--- Start INPUT DATA ---
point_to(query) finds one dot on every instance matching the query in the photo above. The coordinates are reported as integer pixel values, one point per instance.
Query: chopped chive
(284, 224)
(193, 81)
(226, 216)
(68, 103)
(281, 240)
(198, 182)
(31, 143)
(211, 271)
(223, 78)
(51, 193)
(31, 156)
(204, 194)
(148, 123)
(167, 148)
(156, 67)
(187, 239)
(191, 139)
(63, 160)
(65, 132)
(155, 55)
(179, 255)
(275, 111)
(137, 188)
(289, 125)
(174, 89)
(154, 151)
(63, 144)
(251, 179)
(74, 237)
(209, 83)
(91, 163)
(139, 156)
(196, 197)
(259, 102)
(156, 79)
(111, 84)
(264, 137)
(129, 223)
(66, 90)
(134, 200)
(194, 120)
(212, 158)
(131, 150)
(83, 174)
--- End INPUT DATA ---
→ GIVEN REQUEST:
Reproduce the listing above, substituting "sliced chive" for "chopped chive" and leaving every other line unchanged.

→ SOLVED PROBLEM:
point_to(query) finds one dot on every instance matching the query in the photo above. The coordinates are reported as integer pixel values, one point per instance.
Query: sliced chive
(284, 224)
(193, 81)
(226, 216)
(68, 103)
(281, 240)
(198, 182)
(31, 143)
(211, 271)
(223, 78)
(51, 193)
(31, 156)
(204, 194)
(148, 123)
(167, 148)
(156, 67)
(187, 239)
(191, 139)
(63, 160)
(65, 132)
(155, 55)
(179, 255)
(275, 111)
(137, 188)
(289, 125)
(174, 89)
(154, 151)
(63, 144)
(251, 179)
(74, 237)
(209, 83)
(91, 163)
(139, 156)
(196, 197)
(259, 102)
(156, 79)
(111, 84)
(264, 137)
(129, 223)
(66, 90)
(134, 200)
(194, 120)
(212, 158)
(131, 150)
(83, 174)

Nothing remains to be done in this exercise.